Retype the listing below word for word, and leave the pictures out of your answer.

[start Source records]

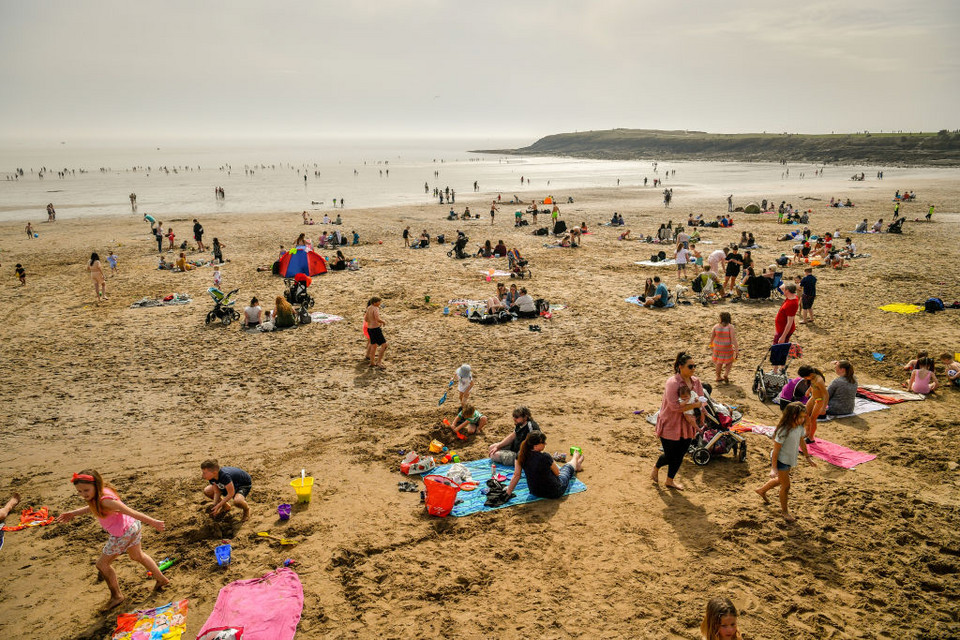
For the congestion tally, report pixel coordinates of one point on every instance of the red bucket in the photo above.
(441, 494)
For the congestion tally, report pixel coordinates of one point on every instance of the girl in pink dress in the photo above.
(123, 525)
(725, 347)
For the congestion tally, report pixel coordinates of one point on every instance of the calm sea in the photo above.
(262, 177)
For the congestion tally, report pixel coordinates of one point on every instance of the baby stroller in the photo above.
(715, 437)
(767, 384)
(296, 294)
(223, 307)
(458, 247)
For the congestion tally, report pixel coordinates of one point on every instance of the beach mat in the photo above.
(899, 307)
(861, 406)
(636, 300)
(662, 263)
(480, 470)
(167, 622)
(835, 454)
(266, 608)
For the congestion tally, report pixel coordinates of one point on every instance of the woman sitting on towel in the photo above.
(283, 315)
(842, 392)
(339, 263)
(544, 478)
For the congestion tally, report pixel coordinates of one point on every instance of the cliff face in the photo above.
(941, 148)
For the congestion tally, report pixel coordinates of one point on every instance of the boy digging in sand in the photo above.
(227, 484)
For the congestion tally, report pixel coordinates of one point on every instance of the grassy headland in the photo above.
(941, 148)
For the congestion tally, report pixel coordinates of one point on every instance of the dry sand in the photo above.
(143, 395)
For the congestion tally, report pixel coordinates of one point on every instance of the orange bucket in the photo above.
(441, 494)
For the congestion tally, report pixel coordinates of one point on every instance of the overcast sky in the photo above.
(527, 68)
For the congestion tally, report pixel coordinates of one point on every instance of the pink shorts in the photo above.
(118, 545)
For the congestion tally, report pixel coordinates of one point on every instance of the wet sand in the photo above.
(144, 395)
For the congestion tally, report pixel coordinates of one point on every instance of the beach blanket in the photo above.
(266, 608)
(663, 263)
(899, 307)
(636, 300)
(861, 405)
(30, 517)
(480, 471)
(835, 454)
(163, 623)
(324, 318)
(875, 392)
(178, 298)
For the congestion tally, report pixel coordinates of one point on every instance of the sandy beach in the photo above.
(144, 395)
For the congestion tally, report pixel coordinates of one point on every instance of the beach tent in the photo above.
(302, 260)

[end Source records]

Task response:
For the congestion tally, report pixel coordinates of one point on every instance of the red bucket in the photo above.
(441, 494)
For the congestion tally, report pixel coordinates of one point on every instance of the girl in pink dress in the photo above.
(123, 525)
(725, 347)
For the congestion tally, report pixel coordinates of one point on every instance of the calm sea in the photo above.
(262, 177)
For the congestion tally, report pixel coordinates of one point on every instance of the baby stroller in the photo above.
(715, 437)
(767, 384)
(296, 294)
(223, 307)
(458, 247)
For the congestion tally, report pixel coordinates of one point on every instance of the beach mat in the photo above.
(899, 307)
(861, 406)
(636, 300)
(662, 263)
(480, 470)
(167, 622)
(835, 454)
(266, 608)
For the congestion tally, report pixel coordinates of one point on every instance of the woman sitting on towel in the photo above.
(283, 315)
(842, 392)
(339, 263)
(544, 478)
For the congestion tally, report pixel coordinates of one point on every instance of the cliff face in the photo above.
(941, 148)
For the congestion tally, report pixel coordinates of one point on every instance of the boy digging in sand in the photo above.
(227, 484)
For the congestion tally, report pixel coordinates of one point on every instance of the grassy headland in the photo above.
(941, 148)
For the congestion tally, report pixel coordinates of one point on every instance of the dry sand in the photo above.
(143, 395)
For the congestion tally, report pixel coordinates of one point on every instance of the orange bucket in the photo above.
(441, 494)
For the congestion tally, report pixel coordinates of one point on every instance of the overcast sky in the photo above.
(527, 68)
For the congestion tally, report pixel coordinates of one point on every instance of the pink shorts in the photo above.
(118, 545)
For the congestion tally, report pixel coordinates of one point on every instance of the wet sand in the photo above.
(144, 395)
For the congestion tally, report pixel coordinates of one point on every instance of the beach blanket in the photo above.
(266, 608)
(663, 263)
(899, 307)
(636, 300)
(861, 405)
(30, 517)
(480, 471)
(835, 454)
(163, 623)
(324, 318)
(875, 392)
(178, 298)
For the congestion tally, report pixel coordinates of one point on every instance of the sandy beach in the photo above.
(144, 395)
For the congestion tally, report pixel coordinates of one point on every instance of the beach tent in the photo above.
(302, 260)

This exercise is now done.